Dynamic Gaussian Marbles for Novel View Synthesis of Casual Monocular Videos

This is the official implementation for the SIGGRAPH Asia 2024 paper Dynamic Gaussian Marbles for Novel View Synthesis of Casual Monocular Videos. [Paper] [Project Page]

Training View Tracking	Novel View Synthesis

Changelog

Oct. 21st, 2024: v0.2: Better models updated data loading. Old checkpoints and datasets from v0.1 will not work with this version!
Sep. 10th, 2024: v0.1: initial release of code.

Installation

This code has been tested on Ubuntu 20.04 with Python 3.10, CUDA 11.7, and PyTorch 2.0.1.

Step 1: Create a Python Environment

We recommend using a conda environment. Create an environment dgmarbles:

conda create -n dgmarbles python=3.10
conda activate dgmarbles

Step 2: Install Dependencies

The setup.sh script installs all necessary dependencies. Simply pass in the location of the anaconda base directory as well as the "dgmarbles" environment name. If you are using CUDA 12.X, please use the setup_cuda12.sh variant.

bash setup.sh <path_to_conda_env> dgmarbles

For example, bash setup.sh ~/anaconda3 dgmarbles

Notes:

We have tested setup.sh with CUDA 11.7 and setup_cuda12.sh with CUDA 12.1.
We assume a standard Linux system with apt-get available. If not using Linux, you may need to adjust the script accordingly.
Our environment builds off of NerfStudio, which, among other things, allows interactive visualization. However, we do NOT support NerfStudio commands (e.g. ns-train and ns-render). Instead, please refer below for information on training and visualizing models.
Our environment assumes the use of Weight and Biases (wandb). If you do not wish to use wandb, please set the flag WANDB_MODE=offline before running code.

Data

Trying out Your Own Videos!

Excerpts from point annotation data
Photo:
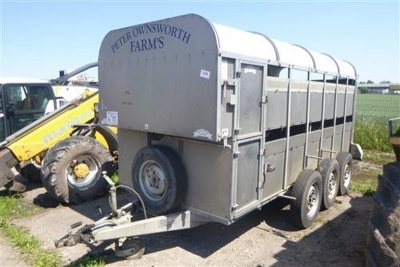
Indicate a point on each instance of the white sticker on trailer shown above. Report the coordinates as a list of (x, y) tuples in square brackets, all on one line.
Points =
[(205, 74), (112, 118)]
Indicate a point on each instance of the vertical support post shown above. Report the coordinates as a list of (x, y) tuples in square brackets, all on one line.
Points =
[(335, 114), (322, 117), (288, 122), (344, 114), (305, 158)]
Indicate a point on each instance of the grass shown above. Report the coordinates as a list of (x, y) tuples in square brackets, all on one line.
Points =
[(378, 106), (30, 247), (13, 207), (365, 175)]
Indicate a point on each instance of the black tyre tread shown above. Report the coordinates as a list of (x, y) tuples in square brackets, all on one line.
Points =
[(56, 160), (326, 167), (304, 180), (31, 172), (171, 162), (343, 158)]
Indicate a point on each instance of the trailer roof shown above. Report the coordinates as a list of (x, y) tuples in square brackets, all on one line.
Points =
[(19, 80), (260, 46)]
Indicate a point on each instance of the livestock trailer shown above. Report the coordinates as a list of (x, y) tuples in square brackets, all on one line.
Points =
[(215, 122)]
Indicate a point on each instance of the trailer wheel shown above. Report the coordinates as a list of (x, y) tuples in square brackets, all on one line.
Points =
[(329, 170), (346, 164), (72, 169), (159, 178), (307, 191)]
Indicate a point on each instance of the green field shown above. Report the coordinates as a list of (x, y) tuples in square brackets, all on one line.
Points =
[(377, 106), (372, 113)]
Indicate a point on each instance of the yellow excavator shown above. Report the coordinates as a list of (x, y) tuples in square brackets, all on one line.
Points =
[(73, 163)]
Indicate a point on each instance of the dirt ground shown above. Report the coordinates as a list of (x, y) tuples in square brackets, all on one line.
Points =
[(262, 238)]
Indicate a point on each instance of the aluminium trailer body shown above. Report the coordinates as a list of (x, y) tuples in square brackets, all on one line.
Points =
[(219, 121)]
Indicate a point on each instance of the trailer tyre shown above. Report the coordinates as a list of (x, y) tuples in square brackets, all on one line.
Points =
[(159, 178), (329, 170), (346, 164), (307, 191), (72, 169)]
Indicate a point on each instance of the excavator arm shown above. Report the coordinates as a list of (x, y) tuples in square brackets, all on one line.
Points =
[(36, 138)]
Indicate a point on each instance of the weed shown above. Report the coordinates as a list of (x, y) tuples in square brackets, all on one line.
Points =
[(89, 261)]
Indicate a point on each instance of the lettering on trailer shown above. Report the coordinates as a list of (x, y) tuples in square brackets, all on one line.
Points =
[(138, 42)]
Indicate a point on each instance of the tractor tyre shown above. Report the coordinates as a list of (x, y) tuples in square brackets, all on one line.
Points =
[(72, 169)]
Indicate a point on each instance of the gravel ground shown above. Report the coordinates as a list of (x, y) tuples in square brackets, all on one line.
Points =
[(262, 238)]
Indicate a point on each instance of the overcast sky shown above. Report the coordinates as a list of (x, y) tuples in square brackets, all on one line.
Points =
[(39, 38)]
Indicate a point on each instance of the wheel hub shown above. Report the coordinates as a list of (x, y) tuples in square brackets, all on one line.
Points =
[(81, 170)]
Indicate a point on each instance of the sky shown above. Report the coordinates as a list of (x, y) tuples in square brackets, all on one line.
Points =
[(39, 38)]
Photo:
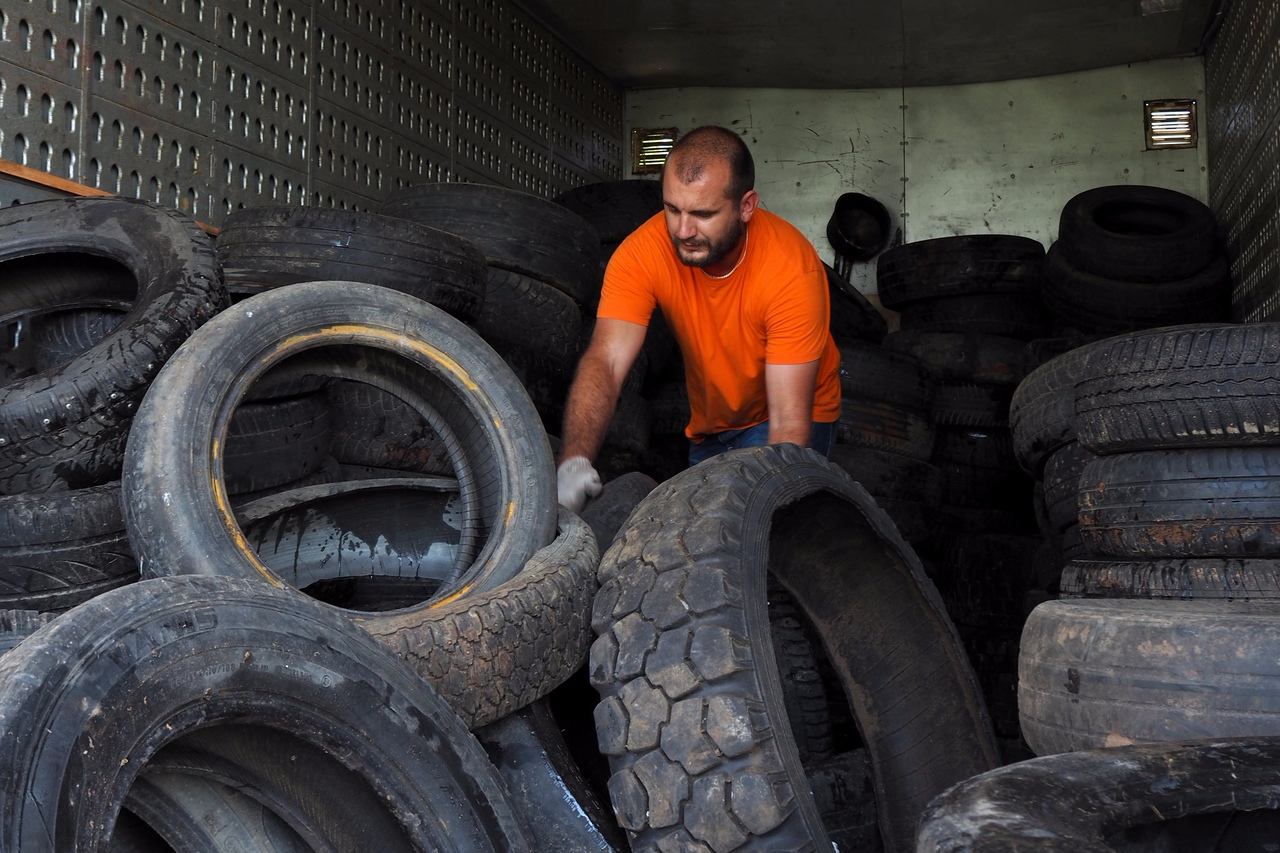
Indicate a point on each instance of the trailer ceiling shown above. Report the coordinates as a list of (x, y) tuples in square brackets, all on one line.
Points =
[(868, 44)]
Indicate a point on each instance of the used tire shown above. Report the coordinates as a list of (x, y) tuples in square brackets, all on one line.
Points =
[(1089, 302), (1189, 579), (928, 269), (264, 247), (356, 331), (1138, 233), (1198, 502), (201, 655), (65, 428), (516, 231), (1092, 802), (691, 710), (1105, 673), (1191, 386)]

> [Exercise instructions]
1. Substitute "Nerfstudio" for "NerfStudio" in the Gaussian Marbles README, starting with "Step 2: Install" and going on through "and visualizing models.".
2. Resume the Gaussian Marbles README, picking up right after its last line.

> [Answers provided]
1.
Step 2: Install Dependencies

The setup.sh script installs all necessary dependencies. Simply pass in the location of the anaconda base directory as well as the "dgmarbles" environment name. If you are using CUDA 12.X, please use the setup_cuda12.sh variant.

bash setup.sh <path_to_conda_env> dgmarbles

For example, bash setup.sh ~/anaconda3 dgmarbles

Notes:

We have tested setup.sh with CUDA 11.7 and setup_cuda12.sh with CUDA 12.1.
We assume a standard Linux system with apt-get available. If not using Linux, you may need to adjust the script accordingly.
Our environment builds off of Nerfstudio, which, among other things, allows interactive visualization. However, we do NOT support Nerfstudio commands (e.g. ns-train and ns-render). Instead, please refer below for information on training and visualizing models.

2.
For a video of interest, please refer to the Preprocess Section for instructions on converting the video into a formatted data directory. After following these steps, you will have a data directory at data/real-world/your-video-name, which is ready for Dynamic Gaussian Marbles!

Downloading Data

We provide processed datasets that are ready-to-use in the form of zip files.

Dataset	Google Drive URL	PSNR / LPIPs
DyCheck IPhone (with pose)	here	16.72 / 0.418
DyCheck IPhone (no pose)	here	15.79 / 0.428
Monocular Nvidia	here	22.32 / 0.129
Total-Recon	Coming soon!	-- / 0.376
Davis	Coming soon!	NA / NA
YouTube-VOS	here	NA / NA
Real World	Coming soon!	NA / NA

Download each dataset and place the unzipped folder in the data/ directory. For instance, the Nvidia Dynamic Scenes dataset would look like:

data
└── nvidia
    └── Balloon1/
    └── Balloon2/
    └── ...
    └── Umbrella/

Data Format

Each of our scenes generally follows the Nerfies directory format. However, there are a few meaningful additions, including depth, segmentation, and tracking. We illustrate our data directory structure below:

Minimal Data Directory Structure:

scene_datadir
├── camera
│   └── C_XXXXX.json
│   └── ...
├── rgb
│   └── 1x
│       ├── C_XXXXX.png
│       └── ...
├── depth
│   └── 1x
│       ├── C_XXXXX.npy
│       └── ...
├── segmentation
│   └── 1x
│       ├── C_XXXXX.npy
│       └── ...
├── tracks
│   └── 1x
│       ├── track_XXXXX.npy
│       └── ...
└── splits
│   ├── train.json
│   └── val.json
│── scene.json
└── dataset.json

Details on Each Subdirectories:

Details

C and XXXXX represent the camera ID and timestep ID respectively
camera: Contains JSON files for each camera's intrinsics and extrinsics.
rgb: Contains RGB images for each camera view and timestep.
depth: Stores metric depth maps as NumPy (.npy) files.
segmentation: Contains per-frame segmentation masks (.npy).
tracks: Stores sparse CoTracker trajectories (.npy) originating from this frame.
splits: Defines the training and validation splits (.json).
scene.json: A JSON file defining scene-specific parameters like center, scale, near, and far clipping planes.
dataset.json: A JSON file providing dataset-level information like the number of images and image names.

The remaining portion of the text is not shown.